Records from a dataset:

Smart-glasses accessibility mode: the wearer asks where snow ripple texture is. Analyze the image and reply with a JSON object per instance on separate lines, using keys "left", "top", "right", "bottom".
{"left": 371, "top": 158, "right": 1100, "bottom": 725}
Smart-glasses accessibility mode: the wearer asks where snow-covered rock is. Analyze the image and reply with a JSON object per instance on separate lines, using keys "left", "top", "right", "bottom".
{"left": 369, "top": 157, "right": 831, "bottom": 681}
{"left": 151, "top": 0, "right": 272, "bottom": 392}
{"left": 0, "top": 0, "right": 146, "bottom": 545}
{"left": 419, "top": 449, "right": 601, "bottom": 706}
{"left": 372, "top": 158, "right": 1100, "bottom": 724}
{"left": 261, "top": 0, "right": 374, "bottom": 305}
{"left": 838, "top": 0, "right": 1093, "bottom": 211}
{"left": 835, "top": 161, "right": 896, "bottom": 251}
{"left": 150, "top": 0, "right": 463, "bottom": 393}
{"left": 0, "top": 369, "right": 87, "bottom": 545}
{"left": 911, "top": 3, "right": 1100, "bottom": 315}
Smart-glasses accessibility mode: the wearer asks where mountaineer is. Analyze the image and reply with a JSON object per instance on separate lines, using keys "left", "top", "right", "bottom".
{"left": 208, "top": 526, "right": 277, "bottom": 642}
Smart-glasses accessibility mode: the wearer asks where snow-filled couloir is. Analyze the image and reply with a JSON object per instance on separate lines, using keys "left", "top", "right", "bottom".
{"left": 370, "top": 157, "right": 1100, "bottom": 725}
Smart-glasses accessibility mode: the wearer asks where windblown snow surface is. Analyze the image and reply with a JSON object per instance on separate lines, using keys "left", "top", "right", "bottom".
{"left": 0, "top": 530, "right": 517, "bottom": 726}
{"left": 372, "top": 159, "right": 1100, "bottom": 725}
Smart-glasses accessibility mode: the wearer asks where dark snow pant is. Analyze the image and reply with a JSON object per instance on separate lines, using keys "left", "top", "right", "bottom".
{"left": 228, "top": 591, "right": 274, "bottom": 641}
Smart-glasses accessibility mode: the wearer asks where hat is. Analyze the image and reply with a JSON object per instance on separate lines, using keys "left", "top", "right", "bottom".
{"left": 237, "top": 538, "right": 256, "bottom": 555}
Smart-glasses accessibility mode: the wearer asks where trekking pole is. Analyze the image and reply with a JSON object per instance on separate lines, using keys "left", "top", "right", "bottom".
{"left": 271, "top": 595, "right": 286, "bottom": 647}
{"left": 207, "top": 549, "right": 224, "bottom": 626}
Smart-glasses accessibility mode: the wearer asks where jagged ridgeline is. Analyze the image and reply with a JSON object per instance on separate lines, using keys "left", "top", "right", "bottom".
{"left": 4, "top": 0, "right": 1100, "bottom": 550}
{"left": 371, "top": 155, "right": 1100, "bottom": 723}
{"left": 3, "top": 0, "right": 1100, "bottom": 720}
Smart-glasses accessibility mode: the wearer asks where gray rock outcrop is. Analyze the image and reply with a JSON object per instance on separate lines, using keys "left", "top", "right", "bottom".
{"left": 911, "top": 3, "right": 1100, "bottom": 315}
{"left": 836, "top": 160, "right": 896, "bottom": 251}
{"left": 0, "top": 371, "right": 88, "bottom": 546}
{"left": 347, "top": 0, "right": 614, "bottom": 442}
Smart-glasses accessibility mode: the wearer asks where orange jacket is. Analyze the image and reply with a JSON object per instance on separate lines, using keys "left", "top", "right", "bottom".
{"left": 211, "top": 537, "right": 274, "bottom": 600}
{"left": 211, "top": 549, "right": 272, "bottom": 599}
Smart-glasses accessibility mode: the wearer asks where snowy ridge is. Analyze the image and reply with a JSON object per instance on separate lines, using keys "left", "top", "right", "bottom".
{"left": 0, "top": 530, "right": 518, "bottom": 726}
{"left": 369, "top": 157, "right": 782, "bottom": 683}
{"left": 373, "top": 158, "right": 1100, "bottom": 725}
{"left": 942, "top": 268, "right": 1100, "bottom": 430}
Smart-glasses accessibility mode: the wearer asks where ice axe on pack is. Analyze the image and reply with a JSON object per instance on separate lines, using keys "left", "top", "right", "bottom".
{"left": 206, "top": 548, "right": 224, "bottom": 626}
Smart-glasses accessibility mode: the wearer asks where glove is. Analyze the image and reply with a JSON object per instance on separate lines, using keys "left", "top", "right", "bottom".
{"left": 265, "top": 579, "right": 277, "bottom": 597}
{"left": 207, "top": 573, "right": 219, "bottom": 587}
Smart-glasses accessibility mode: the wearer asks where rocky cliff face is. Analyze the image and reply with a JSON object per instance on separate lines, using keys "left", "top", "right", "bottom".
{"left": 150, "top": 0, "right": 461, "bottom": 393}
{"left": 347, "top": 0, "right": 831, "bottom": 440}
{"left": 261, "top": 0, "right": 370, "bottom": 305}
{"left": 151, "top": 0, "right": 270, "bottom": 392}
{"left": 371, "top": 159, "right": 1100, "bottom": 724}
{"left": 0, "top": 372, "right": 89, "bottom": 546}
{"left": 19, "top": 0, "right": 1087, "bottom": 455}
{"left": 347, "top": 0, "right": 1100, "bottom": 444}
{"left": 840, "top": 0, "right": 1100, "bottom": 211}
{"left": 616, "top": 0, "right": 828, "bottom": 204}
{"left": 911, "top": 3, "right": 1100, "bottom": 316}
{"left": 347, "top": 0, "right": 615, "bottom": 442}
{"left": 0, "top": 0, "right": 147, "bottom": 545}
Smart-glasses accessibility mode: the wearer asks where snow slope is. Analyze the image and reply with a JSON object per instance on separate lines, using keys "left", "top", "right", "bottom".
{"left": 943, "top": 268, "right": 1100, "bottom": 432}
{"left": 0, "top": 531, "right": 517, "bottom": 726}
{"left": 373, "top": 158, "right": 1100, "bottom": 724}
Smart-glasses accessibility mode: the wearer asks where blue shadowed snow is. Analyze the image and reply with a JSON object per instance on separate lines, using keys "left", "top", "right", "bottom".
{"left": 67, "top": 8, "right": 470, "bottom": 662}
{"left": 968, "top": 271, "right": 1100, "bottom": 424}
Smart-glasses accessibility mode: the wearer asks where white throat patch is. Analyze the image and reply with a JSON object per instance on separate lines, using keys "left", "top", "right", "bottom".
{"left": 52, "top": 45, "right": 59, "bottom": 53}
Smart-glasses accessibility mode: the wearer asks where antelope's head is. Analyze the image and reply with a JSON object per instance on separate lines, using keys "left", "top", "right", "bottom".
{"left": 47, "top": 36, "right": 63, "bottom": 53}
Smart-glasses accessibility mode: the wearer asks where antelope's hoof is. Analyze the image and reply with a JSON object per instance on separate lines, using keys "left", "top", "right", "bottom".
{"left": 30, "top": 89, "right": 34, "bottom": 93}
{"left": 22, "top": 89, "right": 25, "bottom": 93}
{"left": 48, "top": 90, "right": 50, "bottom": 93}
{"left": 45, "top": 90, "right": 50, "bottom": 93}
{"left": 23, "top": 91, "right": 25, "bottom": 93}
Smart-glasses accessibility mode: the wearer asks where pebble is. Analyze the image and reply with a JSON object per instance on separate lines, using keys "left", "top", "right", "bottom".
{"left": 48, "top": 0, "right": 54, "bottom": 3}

> _Work item_
Repeat all the entries exactly as given.

> _Answer space_
Smart-glasses accessibility mode: the wearer asks where snow ripple texture is. Analyze the image and reply with a JSON object per instance on separate lines, using keys "left", "top", "right", "bottom".
{"left": 371, "top": 158, "right": 1100, "bottom": 725}
Smart-glasses accessibility mode: the wearer asks where snow-covered rock is. Analyze the image and reply with a JSON object per instance on separate lines, using keys "left", "top", "right", "bottom".
{"left": 369, "top": 157, "right": 831, "bottom": 681}
{"left": 151, "top": 0, "right": 272, "bottom": 392}
{"left": 0, "top": 0, "right": 146, "bottom": 545}
{"left": 419, "top": 449, "right": 601, "bottom": 706}
{"left": 372, "top": 158, "right": 1100, "bottom": 724}
{"left": 261, "top": 0, "right": 374, "bottom": 305}
{"left": 838, "top": 0, "right": 1093, "bottom": 211}
{"left": 835, "top": 161, "right": 896, "bottom": 251}
{"left": 150, "top": 0, "right": 463, "bottom": 393}
{"left": 0, "top": 369, "right": 87, "bottom": 545}
{"left": 911, "top": 3, "right": 1100, "bottom": 315}
Smart-glasses accessibility mode: the wearer asks where mountaineer is. Analyze the image and reply with a JSON object per instance on separate lines, using keys "left", "top", "right", "bottom".
{"left": 208, "top": 526, "right": 277, "bottom": 642}
Smart-glasses accessibility mode: the wearer asks where snow-filled couloir is. Analyze the image and reply with a JSON object per instance on separate lines, using keys "left", "top", "right", "bottom".
{"left": 370, "top": 157, "right": 1100, "bottom": 725}
Smart-glasses accessibility mode: the wearer asks where windblown snow surface is. Analyze the image and reply with a JSON object per instance on separate lines, using keys "left", "top", "right", "bottom".
{"left": 0, "top": 530, "right": 517, "bottom": 726}
{"left": 372, "top": 159, "right": 1100, "bottom": 725}
Smart-glasses accessibility mode: the wearer asks where dark snow pant is. Analyze the image and reply with a JSON object per instance on separate lines, using keys "left", "top", "right", "bottom".
{"left": 228, "top": 591, "right": 274, "bottom": 641}
Smart-glasses accessibility mode: the wearer asks where hat is. Analyze the image and reply with a JSON object per instance on separate lines, using keys "left", "top", "right", "bottom".
{"left": 237, "top": 538, "right": 256, "bottom": 555}
Smart-glasses accessibility mode: the wearer asks where trekking pole is. Analyze the image and reply with a JSON object per instance on separate lines, using keys "left", "top", "right", "bottom".
{"left": 271, "top": 595, "right": 286, "bottom": 647}
{"left": 207, "top": 549, "right": 224, "bottom": 626}
Smart-glasses accessibility mode: the wearer asks where jagged ridgeline is. Analyze the image and reply with a JSON object per instance on separate lines, using keys "left", "top", "right", "bottom".
{"left": 4, "top": 0, "right": 1100, "bottom": 550}
{"left": 371, "top": 155, "right": 1100, "bottom": 723}
{"left": 3, "top": 0, "right": 1100, "bottom": 720}
Smart-glasses accessibility mode: the wearer asks where gray rock outcrop is. Analyze the image and reply with a JSON object per instance on separate lines, using keys "left", "top", "right", "bottom".
{"left": 911, "top": 3, "right": 1100, "bottom": 315}
{"left": 836, "top": 160, "right": 896, "bottom": 251}
{"left": 0, "top": 371, "right": 88, "bottom": 546}
{"left": 347, "top": 0, "right": 614, "bottom": 442}
Smart-glasses accessibility mode: the wearer asks where orange jacket is. Analyze the image and reply with a JSON object per instance on separate lines, using keys "left", "top", "right", "bottom".
{"left": 211, "top": 537, "right": 274, "bottom": 600}
{"left": 211, "top": 549, "right": 272, "bottom": 599}
Smart-glasses accessibility mode: the wearer asks where snowy ridge is. Analyze the image and reply with a JSON object per instance on separate lines, using keys "left", "top", "right", "bottom".
{"left": 0, "top": 530, "right": 518, "bottom": 726}
{"left": 369, "top": 157, "right": 782, "bottom": 683}
{"left": 373, "top": 158, "right": 1100, "bottom": 725}
{"left": 942, "top": 268, "right": 1100, "bottom": 430}
Smart-glasses accessibility mode: the wearer asks where ice axe on pack is. Analyze the image and reply with a JSON object per instance on separate lines, using keys "left", "top", "right", "bottom".
{"left": 206, "top": 548, "right": 224, "bottom": 626}
Smart-glasses accessibility mode: the wearer asks where glove is. Analyze the image and reply with a JSON object per instance on separate lines, using keys "left", "top", "right", "bottom".
{"left": 265, "top": 579, "right": 277, "bottom": 597}
{"left": 207, "top": 573, "right": 219, "bottom": 587}
Smart-glasses accessibility mode: the wearer asks where rocky cliff face is. Analyze the image and reply with a JSON object per instance on separate lines, using keys "left", "top", "right", "bottom".
{"left": 150, "top": 0, "right": 461, "bottom": 393}
{"left": 347, "top": 0, "right": 831, "bottom": 440}
{"left": 261, "top": 0, "right": 370, "bottom": 305}
{"left": 151, "top": 0, "right": 270, "bottom": 392}
{"left": 371, "top": 159, "right": 1100, "bottom": 724}
{"left": 0, "top": 372, "right": 89, "bottom": 546}
{"left": 19, "top": 0, "right": 1087, "bottom": 455}
{"left": 347, "top": 0, "right": 1100, "bottom": 444}
{"left": 840, "top": 0, "right": 1100, "bottom": 211}
{"left": 616, "top": 0, "right": 828, "bottom": 204}
{"left": 911, "top": 3, "right": 1100, "bottom": 316}
{"left": 347, "top": 0, "right": 615, "bottom": 442}
{"left": 0, "top": 0, "right": 147, "bottom": 545}
Smart-glasses accessibility mode: the wearer asks where snow slope is. Analyze the image and reply with a JSON object per instance on separate lines, using keys "left", "top", "right", "bottom".
{"left": 943, "top": 268, "right": 1100, "bottom": 432}
{"left": 0, "top": 531, "right": 517, "bottom": 726}
{"left": 373, "top": 158, "right": 1100, "bottom": 724}
Smart-glasses accessibility mode: the wearer asks where blue shadowed snow is. Analyze the image and reply with a JSON object per instance on separate lines, using keys "left", "top", "right", "bottom".
{"left": 67, "top": 8, "right": 470, "bottom": 662}
{"left": 968, "top": 271, "right": 1100, "bottom": 424}
Smart-glasses accessibility mode: the wearer asks where white throat patch is. Analyze the image and reply with a JSON object per instance on separate lines, using keys "left", "top", "right", "bottom".
{"left": 52, "top": 45, "right": 59, "bottom": 53}
Smart-glasses accessibility mode: the wearer asks where antelope's head is. Analyze the image and reply with a JSON object per instance on separate lines, using keys "left", "top", "right", "bottom".
{"left": 47, "top": 36, "right": 63, "bottom": 53}
Smart-glasses accessibility mode: the wearer asks where antelope's hoof is. Analyze the image and reply with a JSON object per instance on separate lines, using keys "left", "top", "right", "bottom".
{"left": 30, "top": 89, "right": 34, "bottom": 93}
{"left": 22, "top": 89, "right": 25, "bottom": 93}
{"left": 48, "top": 90, "right": 50, "bottom": 93}
{"left": 45, "top": 90, "right": 50, "bottom": 93}
{"left": 23, "top": 91, "right": 25, "bottom": 93}
Smart-glasses accessibility mode: the wearer asks where pebble is. Analyze the image and reply with a JSON object per instance on separate lines, using keys "left", "top", "right", "bottom".
{"left": 48, "top": 0, "right": 54, "bottom": 3}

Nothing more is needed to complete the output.